-- Start Data for the task --
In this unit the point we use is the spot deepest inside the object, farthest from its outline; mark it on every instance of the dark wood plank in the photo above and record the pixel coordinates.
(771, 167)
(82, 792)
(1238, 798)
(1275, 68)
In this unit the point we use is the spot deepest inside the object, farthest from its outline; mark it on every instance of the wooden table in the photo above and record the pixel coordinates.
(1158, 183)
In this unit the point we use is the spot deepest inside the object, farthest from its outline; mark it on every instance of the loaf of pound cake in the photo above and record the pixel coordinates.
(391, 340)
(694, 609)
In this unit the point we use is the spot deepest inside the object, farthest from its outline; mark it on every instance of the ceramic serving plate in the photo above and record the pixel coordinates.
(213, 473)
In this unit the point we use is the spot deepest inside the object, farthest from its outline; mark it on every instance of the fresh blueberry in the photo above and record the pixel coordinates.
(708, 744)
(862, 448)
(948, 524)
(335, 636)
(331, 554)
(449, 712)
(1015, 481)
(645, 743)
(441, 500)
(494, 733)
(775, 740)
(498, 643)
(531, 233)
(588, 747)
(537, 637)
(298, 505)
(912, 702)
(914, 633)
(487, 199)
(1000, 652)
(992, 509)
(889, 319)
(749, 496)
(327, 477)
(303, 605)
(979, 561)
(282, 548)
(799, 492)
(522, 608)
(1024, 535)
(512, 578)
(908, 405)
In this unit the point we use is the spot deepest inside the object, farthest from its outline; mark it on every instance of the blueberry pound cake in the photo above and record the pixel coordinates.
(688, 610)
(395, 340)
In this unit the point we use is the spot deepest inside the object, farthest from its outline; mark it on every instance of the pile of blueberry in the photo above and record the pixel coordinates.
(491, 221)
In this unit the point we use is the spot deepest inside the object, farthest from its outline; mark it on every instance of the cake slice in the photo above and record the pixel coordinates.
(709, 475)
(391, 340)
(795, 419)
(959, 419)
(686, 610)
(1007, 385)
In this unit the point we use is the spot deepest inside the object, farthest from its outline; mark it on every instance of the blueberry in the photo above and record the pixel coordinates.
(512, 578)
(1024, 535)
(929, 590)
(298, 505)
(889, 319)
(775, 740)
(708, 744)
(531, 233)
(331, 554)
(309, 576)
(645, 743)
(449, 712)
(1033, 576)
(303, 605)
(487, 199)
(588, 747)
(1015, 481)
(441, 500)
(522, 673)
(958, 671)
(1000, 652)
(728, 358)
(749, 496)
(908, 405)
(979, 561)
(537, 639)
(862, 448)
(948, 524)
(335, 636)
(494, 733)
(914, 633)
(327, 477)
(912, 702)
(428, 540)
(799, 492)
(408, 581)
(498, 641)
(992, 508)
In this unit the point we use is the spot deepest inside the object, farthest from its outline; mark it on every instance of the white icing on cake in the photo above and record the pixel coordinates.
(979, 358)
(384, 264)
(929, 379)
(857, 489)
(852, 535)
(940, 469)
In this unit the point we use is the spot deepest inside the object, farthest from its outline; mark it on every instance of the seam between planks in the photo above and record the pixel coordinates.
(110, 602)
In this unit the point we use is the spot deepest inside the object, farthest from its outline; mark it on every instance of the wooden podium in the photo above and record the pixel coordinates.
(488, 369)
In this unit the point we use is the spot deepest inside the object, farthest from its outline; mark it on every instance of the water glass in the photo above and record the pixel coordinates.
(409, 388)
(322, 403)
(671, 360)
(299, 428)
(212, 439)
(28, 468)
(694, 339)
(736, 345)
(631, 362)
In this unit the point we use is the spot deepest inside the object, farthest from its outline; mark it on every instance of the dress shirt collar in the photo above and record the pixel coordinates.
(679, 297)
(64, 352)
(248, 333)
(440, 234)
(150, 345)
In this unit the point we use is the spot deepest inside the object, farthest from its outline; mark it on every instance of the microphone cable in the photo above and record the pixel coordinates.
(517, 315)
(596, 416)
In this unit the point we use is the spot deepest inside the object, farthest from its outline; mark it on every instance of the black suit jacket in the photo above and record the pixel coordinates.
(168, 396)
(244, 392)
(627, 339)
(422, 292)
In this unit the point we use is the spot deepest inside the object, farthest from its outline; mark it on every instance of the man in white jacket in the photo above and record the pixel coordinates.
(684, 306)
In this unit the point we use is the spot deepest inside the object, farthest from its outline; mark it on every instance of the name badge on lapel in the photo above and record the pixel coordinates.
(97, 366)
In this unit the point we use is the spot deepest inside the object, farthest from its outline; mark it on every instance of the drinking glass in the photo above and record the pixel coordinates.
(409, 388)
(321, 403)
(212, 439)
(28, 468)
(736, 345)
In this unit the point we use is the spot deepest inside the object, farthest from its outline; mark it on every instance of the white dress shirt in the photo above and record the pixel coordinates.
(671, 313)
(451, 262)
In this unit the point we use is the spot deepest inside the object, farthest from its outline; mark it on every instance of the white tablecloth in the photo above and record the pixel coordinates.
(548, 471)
-- End Data for the task --
→ Written task
Copy the records above exactly.

→ Completed exercise
In this unit the point we use is the spot deepest inside the object, farthest from its outline; mark it on every instance of the dark wood plank in the photo above and record the pixel coordinates.
(771, 167)
(82, 792)
(1238, 798)
(1275, 68)
In this unit the point we use is the spot deepest inside the object, farthest from its outline; mark it on every instance of the wooden table in the photo above and record the pixel coordinates.
(1158, 183)
In this unit the point we use is the spot deepest inside the object, farthest from its outline; mark it on every instance of the loaf of pound cake in the photo above and record the pixel coordinates.
(391, 340)
(694, 609)
In this unit the point we use is the spot deepest inside the object, farthest from its outline; mark it on every instance of the ceramic serving plate in the photo above and record the pixel coordinates.
(213, 473)
In this unit the point we use is the spot deepest inside the object, farthest from its outline; mark it on every instance of the fresh blueberry in the photo above and record the pixel coordinates.
(708, 744)
(862, 448)
(948, 524)
(335, 636)
(331, 554)
(449, 712)
(1015, 481)
(645, 743)
(441, 500)
(494, 733)
(775, 740)
(498, 643)
(531, 233)
(588, 747)
(537, 637)
(298, 505)
(912, 702)
(914, 633)
(487, 199)
(1000, 652)
(992, 509)
(889, 319)
(749, 496)
(327, 477)
(303, 605)
(979, 561)
(282, 548)
(799, 492)
(522, 608)
(1024, 535)
(512, 578)
(908, 405)
In this unit the point we use is the spot deepest inside the object, farthest from its outline; mark it on every instance of the blueberry pound cake in the photo above and record the pixel coordinates.
(688, 610)
(395, 340)
In this unit the point we use is the spot deepest inside the object, farthest from its outline; mark it on every instance of the pile of blueberry in the photo above and record the pixel coordinates.
(491, 221)
In this unit the point we use is the spot deepest inside the object, farthest from its outline; mark it on every instance of the cake slice in the photo above and record the pixel coordinates.
(709, 475)
(391, 340)
(795, 419)
(959, 419)
(686, 610)
(1007, 385)
In this unit the point we use is the spot deepest inside the object, farthest from its outline; mark it on every instance of the blueberry in the photo above and record the pixel coordinates.
(512, 578)
(1024, 535)
(929, 590)
(298, 505)
(889, 319)
(775, 740)
(708, 744)
(531, 233)
(331, 554)
(309, 576)
(645, 743)
(449, 712)
(1033, 576)
(303, 605)
(487, 199)
(588, 747)
(1015, 481)
(441, 500)
(522, 673)
(958, 671)
(1000, 652)
(728, 358)
(749, 496)
(908, 405)
(979, 561)
(537, 639)
(862, 448)
(948, 524)
(335, 636)
(494, 733)
(914, 633)
(327, 477)
(912, 702)
(428, 540)
(799, 492)
(408, 581)
(498, 641)
(992, 508)
In this unit the point we use is the spot deepest inside the object, farthest from its outline; mark it on every instance of the white icing on cake in the photo above and record the pixel coordinates.
(979, 358)
(384, 264)
(929, 379)
(857, 489)
(852, 535)
(940, 469)
In this unit the point we use is the spot deepest inside the object, farthest from its outline; mark it on every instance of the seam between planks in the photo above and record the pixel coordinates.
(110, 602)
In this unit the point we use is the spot deepest inside the object, farthest from its outline; mark it on every instance of the wooden podium in the photo above and record the pixel coordinates.
(488, 369)
In this unit the point we use is the spot deepest inside the object, farthest from its outline; mark it on every instance of the water glass in the photo above and record the pixel coordinates.
(409, 388)
(322, 403)
(671, 360)
(299, 428)
(212, 439)
(28, 468)
(694, 339)
(736, 345)
(631, 362)
In this unit the point we use is the spot deepest inside the object, farthest from its outline; mark it on every instance of the dress shirt collar in the photo above and record the pixel coordinates.
(679, 297)
(64, 352)
(248, 333)
(440, 234)
(150, 345)
In this unit the point we use is the spot deepest inside the object, farthest from its outline; mark it on every instance of the microphone cable in the photo above and record the pixel coordinates.
(517, 315)
(596, 416)
In this unit the point we use is the spot deepest inside the object, farthest from its outline; mark it on every instance of the black suit jacket in the photo above and record the pixel coordinates.
(168, 396)
(244, 392)
(627, 339)
(422, 292)
In this unit the point we use is the spot deepest inside the object, farthest from its outline; mark it on every instance of the man in white jacket in the photo above and record the pixel coordinates.
(684, 306)
In this unit the point we use is the spot deepest inside the object, farthest from its outline; mark it on every instance of the name badge on lapel in the photo above and record the pixel coordinates.
(97, 366)
In this unit the point we use is the spot deepest inside the object, farthest from its outline; mark it on every instance of the drinking glass in the photo above and record the pixel coordinates.
(409, 388)
(321, 403)
(212, 439)
(28, 468)
(736, 345)
In this unit the point we use is the spot deepest inside the object, farthest from its outline; mark it on every instance of the white dress shirt in the photo above and record the pixel coordinates.
(671, 313)
(451, 262)
In this unit the point we use is the spot deepest inside the object, farthest from its outline; mark it on every instance of the white tablecloth in the photo above and record the pixel coordinates.
(548, 471)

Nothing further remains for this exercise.